--- Parts of the exercise ---
**1)** List the names of the workers who, according to the update on the released Philippine workers below, were released on bail in March.
**2)** Write the next part of the update on the released Philippine workers, picking up after its final sentence.

UPDATE (Philippines): Four remaining falsely charged workers are released on bail


Urgent Appeal Case: AHRC-UAU-013-2010
ISSUES: Administration of justice, Labour rights,

Dear friends, 

The Asian Human Rights Commission (AHRC) is pleased to inform you that the four remaining workers being held on false charges for almost two years in Rizal have now been released on bail. They were among 20 who were arrested, falsely charged and detained for holding a strike and two of the detainees died while in custody. The release took place after a local court upheld its order to allow them to post bail; however it significantly increased the amount. 


As mentioned in our previous appeal (UAU-001-2010), 14 of the detained workers were able to post bail through surety bond on separate occasions in December 2009 when the Regional Trial Court (RTC) Branch 80, in Morong, Rizal, granted their petition to do so. At the time the RTC judge, Judge Ma. Teresa Cruz-San Gabriel, recommended the bail be set at P60, 000 (USD 1,292) for each detainee. 

However when the workers began posting bail through a surety bond and were released one after the other, their employer, Karnation Industries and Exports, Inc., filed a petition (Motion for Reconsideration (MR), on 28 December 2009), requesting that the order be revoked or the bail increased from P60,000 (USD 1,292) to P80,000 (USD1,760). This effectively prevented the release of the remaining four workers, who at the time struggled to raise the amount for their bail. They were also obliged to wait until the employer’s petition was resolved by the court, and to submit their arguments on the merit of the petition. 

It was only on 26 January 2010 that the court rejected the petitioner’s appeal (though the copy of the order was received by the workers as late as 1 March 2010). Judge Cruz-San Gabriel ruled that there was no cogent reason to reconsider her order. However she nevertheless granted the petitioner’s appeal to increase the bail to P80,000 (USD 1,760), citing two grounds under Section 9, Rule 114 of the Rules of Court, which are: (a) financial ability of the accused to give bail and (f) weight of the evidence against the accused. The court also ordered that the 14 workers who were released in December 2009 post an additional P20,000 (USD440) bail each within 30 days for their continuing provisional freedom. 

The two grounds are now the subject of a petition by those workers, asking the court to reduce the amount of additional bail. They have argued that they are experiencing difficulties in finding work and supporting their families. Their respective families were also denied a stable income throughout their detention. 

It should be noted that the release of the 14 workers last year was possible only after several organizations and labour groups (in the country and abroad) helped to raise their bail. 

Of those who remained in jail, Andy Salarzon, 32 was released on March 4 while the other three, Joseph Atienza, Pulido Baguno and Claro Claridad, were released on March 19, one day after they had posted bail through a surety bond. This delay was due to another petition filed by the workers’ employer that asked Judge Cruz-San Gabriel to remove herself from the case. The workers had to wait for another judge, Judge Candido De Los Santos, to sign their discharge order.

--- Outline annotation records ---
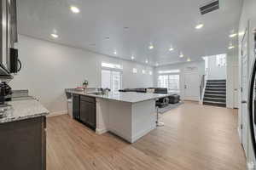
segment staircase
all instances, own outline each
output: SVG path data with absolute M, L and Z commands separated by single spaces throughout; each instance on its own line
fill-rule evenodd
M 226 107 L 226 80 L 207 80 L 203 105 Z

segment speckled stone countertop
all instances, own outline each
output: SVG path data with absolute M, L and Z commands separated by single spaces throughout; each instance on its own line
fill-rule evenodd
M 128 103 L 137 103 L 143 102 L 149 99 L 157 99 L 160 98 L 168 97 L 175 94 L 176 93 L 170 93 L 167 94 L 143 94 L 143 93 L 136 93 L 136 92 L 118 92 L 115 94 L 109 93 L 108 95 L 104 94 L 93 94 L 91 93 L 86 93 L 84 91 L 77 91 L 73 89 L 66 90 L 67 93 L 76 94 L 79 95 L 90 96 L 95 98 L 101 98 L 104 99 L 111 99 L 121 102 L 128 102 Z
M 49 114 L 49 110 L 35 99 L 10 101 L 7 104 L 11 106 L 5 111 L 3 117 L 0 118 L 0 123 L 30 119 Z

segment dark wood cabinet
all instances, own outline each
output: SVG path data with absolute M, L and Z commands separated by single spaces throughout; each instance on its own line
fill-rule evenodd
M 80 96 L 80 121 L 96 129 L 96 99 Z
M 46 170 L 45 116 L 0 124 L 0 169 Z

--- Answer list ---
**1)** Andy Salarzon, Joseph Atienza, Pulido Baguno, Claro Claridad

**2)**
As one of the four detained workers, Baguno said of the difficulties: “We thought that even if there is money for bail, it will take much longer before we are released, especially as it came to our knowledge that a new judge was taking over the case”. But as Atienza said, “Finally, we are free albeit temporarily”. Claridad spoke of the tears shed by his mother when he was finally freed. Feeling elated and eager to go home the three were met by their relatives and friends outside the jail. 

The workers are now set to revive the charges of illegal dismissal that they previously filed against Karnation Industries with the Department of Labor and Employment (DOLE) Region IV (case # 03-60542-10-RT). They will continue to demand reinstatement to their work with full back wages and the payment of money claims. Speaking of this decision, Sonny Batuyong, one of the detainees and the union president of the Congress of Labor Organization-Karnation Industries chapter noted: “We may have been freed temporarily but our fight is not over. We shall continue to win our demands and organize other workers”. 

On 22 March in a meeting and reunion amongst the workers, some of their family members and staff of the organizations helping them (the CTUHR and Women WISE) the three expressed their deep appreciation for the support that various groups and individuals in the country and abroad have given them. 

They also thanked their legal counsel, Atty. Saladero Jr., saying: “Our case would be at a standstill without the help of Atty. Saladero Jr., the CTUHR and other organizations. Without them, perhaps we would still be in jail”.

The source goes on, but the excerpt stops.